**WORK TO BE COMPLETED**: Recast every line of the records below as one numbered list, skipping blank lines and leaving the pictures out.

**DATA TO USE**:
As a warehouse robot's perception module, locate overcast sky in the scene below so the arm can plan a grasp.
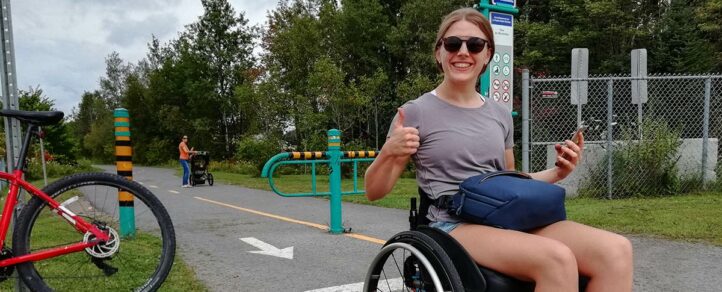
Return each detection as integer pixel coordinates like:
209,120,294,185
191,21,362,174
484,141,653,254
10,0,278,116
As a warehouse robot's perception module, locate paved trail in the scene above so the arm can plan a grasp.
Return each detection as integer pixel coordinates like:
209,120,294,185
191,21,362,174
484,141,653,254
115,167,722,292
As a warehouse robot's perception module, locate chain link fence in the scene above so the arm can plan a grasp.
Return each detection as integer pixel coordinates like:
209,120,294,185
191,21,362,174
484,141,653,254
522,71,722,199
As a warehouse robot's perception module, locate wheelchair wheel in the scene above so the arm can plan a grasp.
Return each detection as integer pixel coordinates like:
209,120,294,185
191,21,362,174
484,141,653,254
363,231,464,292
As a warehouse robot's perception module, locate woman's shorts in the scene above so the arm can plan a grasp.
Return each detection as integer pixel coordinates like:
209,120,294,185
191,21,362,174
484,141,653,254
429,221,461,233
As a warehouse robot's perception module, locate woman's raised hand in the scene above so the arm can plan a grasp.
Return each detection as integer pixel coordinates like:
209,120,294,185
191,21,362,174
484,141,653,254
554,132,584,179
382,108,419,157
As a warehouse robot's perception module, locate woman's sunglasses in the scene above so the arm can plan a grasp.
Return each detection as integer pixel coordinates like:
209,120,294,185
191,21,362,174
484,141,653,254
441,36,489,54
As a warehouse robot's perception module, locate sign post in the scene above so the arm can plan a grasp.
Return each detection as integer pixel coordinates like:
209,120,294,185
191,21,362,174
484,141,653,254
570,48,589,127
479,0,519,111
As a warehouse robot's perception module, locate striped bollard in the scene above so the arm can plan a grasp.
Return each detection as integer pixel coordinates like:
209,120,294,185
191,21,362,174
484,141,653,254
113,108,135,237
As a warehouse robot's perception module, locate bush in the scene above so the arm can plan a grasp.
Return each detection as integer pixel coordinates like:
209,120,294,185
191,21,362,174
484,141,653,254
579,119,682,198
236,136,282,176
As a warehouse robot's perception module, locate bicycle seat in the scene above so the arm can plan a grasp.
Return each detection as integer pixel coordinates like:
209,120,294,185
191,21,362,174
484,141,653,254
0,109,65,126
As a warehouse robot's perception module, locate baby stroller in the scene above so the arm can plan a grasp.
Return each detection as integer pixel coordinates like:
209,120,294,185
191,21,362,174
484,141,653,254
190,151,213,186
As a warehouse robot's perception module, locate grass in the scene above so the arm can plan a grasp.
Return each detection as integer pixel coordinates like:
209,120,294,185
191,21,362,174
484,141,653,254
208,171,722,246
0,180,207,291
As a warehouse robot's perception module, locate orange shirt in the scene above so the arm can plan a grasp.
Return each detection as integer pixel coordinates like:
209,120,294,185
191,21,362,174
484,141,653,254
178,142,190,160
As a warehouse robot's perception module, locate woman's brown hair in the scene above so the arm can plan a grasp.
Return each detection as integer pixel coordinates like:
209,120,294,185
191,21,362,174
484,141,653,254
434,8,495,73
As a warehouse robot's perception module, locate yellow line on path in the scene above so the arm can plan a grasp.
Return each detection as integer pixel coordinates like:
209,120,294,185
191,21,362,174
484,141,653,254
194,197,386,244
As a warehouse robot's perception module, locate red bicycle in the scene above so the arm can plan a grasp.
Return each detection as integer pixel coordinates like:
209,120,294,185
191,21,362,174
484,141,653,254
0,110,175,291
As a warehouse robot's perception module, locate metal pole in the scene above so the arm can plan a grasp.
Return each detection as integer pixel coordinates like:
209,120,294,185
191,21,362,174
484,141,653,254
38,127,48,186
521,69,531,173
326,129,344,233
701,77,712,188
607,79,614,200
0,0,27,291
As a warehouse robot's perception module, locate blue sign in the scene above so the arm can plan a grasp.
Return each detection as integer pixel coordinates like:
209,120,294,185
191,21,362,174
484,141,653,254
489,12,514,26
491,0,516,7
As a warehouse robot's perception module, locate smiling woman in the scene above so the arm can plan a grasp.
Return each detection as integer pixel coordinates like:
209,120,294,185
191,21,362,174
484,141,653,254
365,8,632,291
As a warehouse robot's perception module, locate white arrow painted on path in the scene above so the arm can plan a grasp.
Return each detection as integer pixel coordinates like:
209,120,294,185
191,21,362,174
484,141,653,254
239,237,293,260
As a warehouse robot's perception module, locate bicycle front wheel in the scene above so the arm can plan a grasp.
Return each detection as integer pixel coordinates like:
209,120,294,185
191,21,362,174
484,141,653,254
13,173,175,291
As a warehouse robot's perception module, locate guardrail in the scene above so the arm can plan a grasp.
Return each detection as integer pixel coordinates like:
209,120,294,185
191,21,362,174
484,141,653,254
261,129,378,233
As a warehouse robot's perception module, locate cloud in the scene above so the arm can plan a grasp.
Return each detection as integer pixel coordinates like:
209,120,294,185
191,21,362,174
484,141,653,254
11,0,276,114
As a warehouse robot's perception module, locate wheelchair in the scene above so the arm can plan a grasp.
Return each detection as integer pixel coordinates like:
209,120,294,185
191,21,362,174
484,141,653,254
363,190,589,292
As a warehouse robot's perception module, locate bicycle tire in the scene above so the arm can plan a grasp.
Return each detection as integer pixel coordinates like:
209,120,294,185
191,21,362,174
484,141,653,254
13,173,176,291
363,231,464,292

**SOLUTION TO THIS EXERCISE**:
1. As a warehouse robot's perception module, locate overcast sky in the scene below so the arm can plan a grasp.
2. Return each detection as integer pixel coordinates like:
3. 209,120,294,185
4. 191,21,362,174
5. 484,141,653,254
6. 10,0,278,116
7. As a warehouse robot's perception module, locate paved trail in the scene above so the arm can plan a grasp.
8. Return each detection as integer pixel coordinates like:
9. 209,120,294,185
10. 191,21,362,174
11. 484,141,653,254
12. 115,167,722,292
13. As a warehouse robot's perception module, locate chain link fence in the scene above so the arm can plan a grasp.
14. Return each detection as integer pixel coordinates like:
15. 209,120,294,185
16. 191,21,362,174
17. 484,141,653,254
18. 522,71,722,199
19. As a warehouse robot's perception module, locate wheelchair wheel in the scene above so the arm can plan a grasp.
20. Return each detection as integer pixel coordinates like:
21. 209,120,294,185
22. 191,21,362,174
23. 484,141,653,254
24. 363,231,464,292
25. As a warehouse robot's perception module, locate woman's shorts in the scene above so the arm can plan a grasp.
26. Return each detection as integer pixel coordinates like:
27. 209,120,294,185
28. 191,21,362,174
29. 484,141,653,254
30. 429,221,461,233
31. As a warehouse robot's perception module, locate woman's raised hand in the scene above so the arm can plan a grasp.
32. Return each detection as integer pixel coordinates like:
33. 209,120,294,185
34. 191,21,362,174
35. 484,141,653,254
36. 554,132,584,179
37. 382,108,419,157
38. As a warehouse robot's perception module, locate woman's sunglasses in the scene above so the arm can plan a grasp.
39. Return each detection as integer pixel coordinates like:
40. 209,120,294,185
41. 191,21,362,174
42. 484,141,653,254
43. 441,36,489,54
44. As a warehouse robot's perception module, locate sign post in the scene above so the arm can plan a grasp.
45. Return each detection as integer pixel coordinates like:
46. 209,120,294,185
47. 191,21,362,174
48. 484,141,653,254
49. 570,48,589,127
50. 479,0,519,111
51. As a warehouse robot's perception module, locate striped bollard in the scene above so the arm can plan a grasp.
52. Return each detection as integer pixel coordinates like:
53. 209,120,294,185
54. 191,21,362,174
55. 484,141,653,254
56. 113,108,135,237
57. As a warehouse robot's perception module, locate bush in the scene above so the arm can plan a grasp.
58. Return each detection as integer pixel coordinates like:
59. 209,120,294,185
60. 191,21,362,174
61. 484,141,653,254
62. 579,119,682,198
63. 236,136,282,176
64. As a warehouse robot's perception module, locate bicycle seat in the scene above so the arm can plan a grasp.
65. Return each detection as integer pixel coordinates like:
66. 209,120,294,185
67. 191,21,362,174
68. 484,141,653,254
69. 0,109,65,126
70. As a warehouse robot's perception module, locate baby stroller in the scene above so the arm can plan a grasp.
71. Return each detection as integer pixel coordinates like:
72. 209,120,294,185
73. 191,21,362,174
74. 484,141,653,254
75. 190,151,213,186
76. As a warehouse robot's perception module, locate grass in the scene above so the arm can plan a grasp.
77. Return each detection as integer pixel coordinates like:
78. 209,120,294,185
79. 191,21,362,174
80. 484,141,653,254
81. 208,171,722,246
82. 0,180,207,291
83. As a warehouse robot's perception module, locate orange shirt in the scene above so the arm can plan a grasp.
84. Return each detection as integer pixel coordinates like:
85. 209,120,294,185
86. 191,21,362,174
87. 484,141,653,254
88. 178,142,190,160
89. As a warehouse robot's perception module, locate woman's brown hair in the scene above so the arm can plan a grasp.
90. Return each detection as integer pixel coordinates like:
91. 209,120,294,185
92. 191,21,362,174
93. 484,141,653,254
94. 434,8,495,73
95. As a warehouse robot's perception module, locate yellow line on path in the scene above so the arm can plan a grasp.
96. Return each detection as integer pixel coordinates like:
97. 209,120,294,185
98. 191,21,362,174
99. 484,141,653,254
100. 194,197,386,244
101. As a warehouse robot's perception module, locate red bicycle in the scene above so the arm can plan a grasp.
102. Return each detection as integer pixel coordinates like:
103. 209,120,294,185
104. 191,21,362,174
105. 484,141,653,254
106. 0,110,175,291
107. As a warehouse robot's perception module, locate metal pole in the scene above so the arm can plan a grasp.
108. Return each detection as integer pixel coordinates like:
109. 209,120,294,185
110. 191,21,362,174
111. 484,141,653,254
112. 38,127,48,186
113. 521,69,531,173
114. 326,129,344,233
115. 701,77,712,188
116. 607,79,614,200
117. 0,0,27,291
118. As a warehouse robot's perception module, locate blue sign in the scene above so the arm can plan a grasp.
119. Return each detection as integer pixel coordinates like:
120. 209,120,294,185
121. 191,21,362,174
122. 484,141,653,254
123. 489,12,514,26
124. 491,0,516,7
125. As a warehouse robot's perception module, locate smiling woman in the scene above so the arm can plan a grasp.
126. Return each detection as integer pixel coordinates like:
127. 209,120,294,185
128. 191,21,362,174
129. 484,141,653,254
130. 365,8,632,291
131. As a warehouse robot's perception module, locate white arrow painted on path in the scene above so the arm can plan a grasp.
132. Return each detection as integer pixel coordinates like:
133. 209,120,294,185
134. 191,21,362,174
135. 484,141,653,254
136. 239,237,293,260
137. As a warehouse robot's perception module, locate bicycle front wheel in the scene above so the arm can plan a grasp.
138. Return each detection as integer pixel coordinates like:
139. 209,120,294,185
140. 191,21,362,174
141. 484,141,653,254
142. 13,173,175,291
143. As a warehouse robot's perception module, locate guardrail in the scene above so the arm can plan a grasp.
144. Return each detection as integer pixel coordinates like:
145. 209,120,294,185
146. 191,21,362,174
147. 484,141,653,254
148. 261,129,378,233
149. As a warehouse robot's perception module, locate cloud in the scene above so the arm can plan a grasp.
150. Return each detection as integer pixel coordinates like:
151. 209,120,294,185
152. 191,21,362,174
153. 484,141,653,254
154. 11,0,276,114
155. As a warehouse robot's perception module, locate wheelchair in the scene above so the arm can plan a grasp.
156. Return each detection as integer pixel coordinates like:
157. 209,120,294,185
158. 191,21,362,174
159. 484,141,653,254
160. 363,190,589,292
161. As a warehouse robot's perception module, locate bicycle tire in the scene above so the arm can plan a grasp.
162. Return each detection as integer pixel coordinates like:
163. 209,120,294,185
164. 191,21,362,174
165. 484,141,653,254
166. 13,173,176,291
167. 363,231,464,292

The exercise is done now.